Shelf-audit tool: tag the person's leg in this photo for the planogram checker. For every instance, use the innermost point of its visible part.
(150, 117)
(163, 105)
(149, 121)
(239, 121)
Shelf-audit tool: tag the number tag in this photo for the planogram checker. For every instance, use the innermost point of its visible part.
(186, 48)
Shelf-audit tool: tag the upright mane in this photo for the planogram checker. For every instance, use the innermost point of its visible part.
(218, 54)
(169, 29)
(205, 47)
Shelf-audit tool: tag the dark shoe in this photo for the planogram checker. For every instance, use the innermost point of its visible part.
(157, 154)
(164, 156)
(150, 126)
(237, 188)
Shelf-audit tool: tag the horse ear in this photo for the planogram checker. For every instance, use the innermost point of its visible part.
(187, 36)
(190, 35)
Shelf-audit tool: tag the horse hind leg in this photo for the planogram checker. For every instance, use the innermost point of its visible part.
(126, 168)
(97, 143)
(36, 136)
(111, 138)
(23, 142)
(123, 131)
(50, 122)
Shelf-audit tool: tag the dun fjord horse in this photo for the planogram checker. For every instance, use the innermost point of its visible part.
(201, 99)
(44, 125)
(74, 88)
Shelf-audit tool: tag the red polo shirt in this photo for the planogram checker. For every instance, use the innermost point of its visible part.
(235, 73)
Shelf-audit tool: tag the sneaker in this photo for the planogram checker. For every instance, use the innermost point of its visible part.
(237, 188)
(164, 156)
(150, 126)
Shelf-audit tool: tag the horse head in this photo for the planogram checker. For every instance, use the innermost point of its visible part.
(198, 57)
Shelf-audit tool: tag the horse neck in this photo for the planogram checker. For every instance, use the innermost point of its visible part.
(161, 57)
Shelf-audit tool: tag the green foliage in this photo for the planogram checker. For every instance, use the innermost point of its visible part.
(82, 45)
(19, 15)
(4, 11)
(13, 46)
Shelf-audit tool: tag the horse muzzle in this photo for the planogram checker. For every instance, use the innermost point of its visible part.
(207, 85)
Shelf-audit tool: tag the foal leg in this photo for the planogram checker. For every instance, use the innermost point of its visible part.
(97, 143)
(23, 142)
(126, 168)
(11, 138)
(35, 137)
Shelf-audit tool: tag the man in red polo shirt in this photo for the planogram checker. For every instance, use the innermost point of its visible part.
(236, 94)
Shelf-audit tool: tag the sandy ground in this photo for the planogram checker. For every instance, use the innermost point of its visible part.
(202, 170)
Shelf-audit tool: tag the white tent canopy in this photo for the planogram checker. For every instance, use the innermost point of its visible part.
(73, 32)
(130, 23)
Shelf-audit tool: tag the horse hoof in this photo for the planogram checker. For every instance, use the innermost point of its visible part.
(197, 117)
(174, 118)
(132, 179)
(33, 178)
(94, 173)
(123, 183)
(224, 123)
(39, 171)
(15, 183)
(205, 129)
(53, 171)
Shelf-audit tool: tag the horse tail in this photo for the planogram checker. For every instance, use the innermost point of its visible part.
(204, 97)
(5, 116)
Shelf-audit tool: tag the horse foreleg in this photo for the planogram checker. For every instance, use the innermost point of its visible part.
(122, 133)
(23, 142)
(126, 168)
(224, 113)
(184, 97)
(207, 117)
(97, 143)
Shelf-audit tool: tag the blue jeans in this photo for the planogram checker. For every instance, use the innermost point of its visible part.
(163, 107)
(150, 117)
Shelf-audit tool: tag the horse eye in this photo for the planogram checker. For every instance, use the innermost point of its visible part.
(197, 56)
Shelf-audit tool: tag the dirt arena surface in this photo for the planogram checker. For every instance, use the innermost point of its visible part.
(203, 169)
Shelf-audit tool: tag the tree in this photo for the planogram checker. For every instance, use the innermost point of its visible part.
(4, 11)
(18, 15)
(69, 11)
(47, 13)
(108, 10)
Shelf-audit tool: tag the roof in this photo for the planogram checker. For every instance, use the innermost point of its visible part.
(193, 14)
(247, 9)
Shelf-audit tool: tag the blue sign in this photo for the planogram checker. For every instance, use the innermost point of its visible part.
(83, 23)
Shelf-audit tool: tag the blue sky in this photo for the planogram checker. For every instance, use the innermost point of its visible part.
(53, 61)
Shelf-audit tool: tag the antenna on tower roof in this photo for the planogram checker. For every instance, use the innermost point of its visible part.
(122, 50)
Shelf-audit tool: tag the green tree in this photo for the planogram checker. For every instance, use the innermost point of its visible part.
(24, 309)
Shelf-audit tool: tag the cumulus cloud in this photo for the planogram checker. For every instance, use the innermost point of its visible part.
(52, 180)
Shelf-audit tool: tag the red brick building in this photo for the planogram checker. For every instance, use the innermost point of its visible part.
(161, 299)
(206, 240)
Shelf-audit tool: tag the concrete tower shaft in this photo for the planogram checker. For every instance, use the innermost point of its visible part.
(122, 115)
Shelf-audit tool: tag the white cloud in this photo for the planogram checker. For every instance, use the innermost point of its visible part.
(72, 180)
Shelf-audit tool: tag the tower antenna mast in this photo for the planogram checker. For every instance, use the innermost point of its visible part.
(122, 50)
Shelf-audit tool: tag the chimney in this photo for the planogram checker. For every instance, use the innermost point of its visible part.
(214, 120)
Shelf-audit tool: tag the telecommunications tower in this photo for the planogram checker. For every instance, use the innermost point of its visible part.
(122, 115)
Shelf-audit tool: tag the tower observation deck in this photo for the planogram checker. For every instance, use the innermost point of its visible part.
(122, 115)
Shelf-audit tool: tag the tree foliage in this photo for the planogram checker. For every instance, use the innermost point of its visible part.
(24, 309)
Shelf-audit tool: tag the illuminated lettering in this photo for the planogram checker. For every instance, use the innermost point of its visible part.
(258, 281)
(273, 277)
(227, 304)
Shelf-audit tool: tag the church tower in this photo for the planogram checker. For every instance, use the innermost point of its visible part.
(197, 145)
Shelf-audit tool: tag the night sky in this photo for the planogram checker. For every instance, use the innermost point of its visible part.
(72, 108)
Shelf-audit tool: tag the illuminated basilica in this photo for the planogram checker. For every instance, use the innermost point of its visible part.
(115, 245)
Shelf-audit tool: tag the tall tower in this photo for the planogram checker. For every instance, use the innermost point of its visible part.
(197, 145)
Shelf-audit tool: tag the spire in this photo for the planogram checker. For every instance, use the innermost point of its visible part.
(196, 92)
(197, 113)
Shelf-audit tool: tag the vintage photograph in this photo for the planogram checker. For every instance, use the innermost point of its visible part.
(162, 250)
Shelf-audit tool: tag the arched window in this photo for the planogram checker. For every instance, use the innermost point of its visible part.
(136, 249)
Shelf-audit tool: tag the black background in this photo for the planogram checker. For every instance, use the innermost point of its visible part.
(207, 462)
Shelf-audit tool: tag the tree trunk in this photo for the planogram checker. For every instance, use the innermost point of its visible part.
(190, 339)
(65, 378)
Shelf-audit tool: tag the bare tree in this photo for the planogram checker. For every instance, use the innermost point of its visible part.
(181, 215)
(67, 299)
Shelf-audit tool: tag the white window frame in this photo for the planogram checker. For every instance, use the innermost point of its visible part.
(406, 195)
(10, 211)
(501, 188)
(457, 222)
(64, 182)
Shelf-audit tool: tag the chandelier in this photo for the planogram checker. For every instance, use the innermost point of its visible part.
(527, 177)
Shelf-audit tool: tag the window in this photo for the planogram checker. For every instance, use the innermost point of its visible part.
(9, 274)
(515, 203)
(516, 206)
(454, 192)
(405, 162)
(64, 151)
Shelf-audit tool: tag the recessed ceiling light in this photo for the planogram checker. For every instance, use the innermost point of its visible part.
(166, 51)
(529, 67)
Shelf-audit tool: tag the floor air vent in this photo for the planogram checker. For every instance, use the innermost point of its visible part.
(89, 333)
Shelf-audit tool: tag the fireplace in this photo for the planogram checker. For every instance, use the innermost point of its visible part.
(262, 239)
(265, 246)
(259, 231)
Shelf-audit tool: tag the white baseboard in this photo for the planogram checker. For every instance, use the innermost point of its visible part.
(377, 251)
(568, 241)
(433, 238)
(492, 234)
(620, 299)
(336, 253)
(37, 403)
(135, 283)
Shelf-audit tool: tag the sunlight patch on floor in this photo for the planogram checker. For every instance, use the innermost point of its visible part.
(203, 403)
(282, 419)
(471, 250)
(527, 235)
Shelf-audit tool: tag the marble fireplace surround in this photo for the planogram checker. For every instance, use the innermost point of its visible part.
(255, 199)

SHORT PROBLEM —
Quote only the lines from the line containing "Shelf-audit tool: tag the chandelier" through the end of the entries, keeping the first and the last.

CORRECT RESULT —
Shelf-audit tool: tag the chandelier in this photo for the planogram checker. For every instance, use the innermost point of its visible part.
(527, 177)
Shelf-audit tool: tag the window in this photo for the planogram checker. For every instance, use the innermost point of its visible part.
(9, 274)
(515, 203)
(516, 206)
(454, 192)
(405, 162)
(64, 151)
Shelf-audit tool: tag the recessed ceiling light in this photo for the planogram checker. For every instance, use the innermost point of its visible part.
(166, 51)
(529, 67)
Shelf-audit tool: tag the floor air vent in this photo for the planogram checker. For every instance, use the innermost point of its visible part.
(89, 333)
Shelf-audit tool: tag the fireplace in this photo for the planogram checker. For every instance, use the innermost point of its visible part.
(262, 239)
(265, 246)
(259, 231)
Shelf-audit tool: tag the white baseboard in this photo for the planogram checker. For every instance, use the innermost point of its visible part.
(377, 251)
(568, 241)
(433, 238)
(492, 234)
(620, 299)
(336, 253)
(37, 403)
(135, 283)
Shelf-audit tool: tag the sunlight patch on floor in this photo for the planogram checker. For every instance, use the innermost point of its visible part.
(203, 403)
(282, 419)
(471, 250)
(527, 235)
Shelf-audit tool: tag the marble fireplace surround in this photo for the planogram checker. For every instance, use the innermost point of its visible part.
(255, 199)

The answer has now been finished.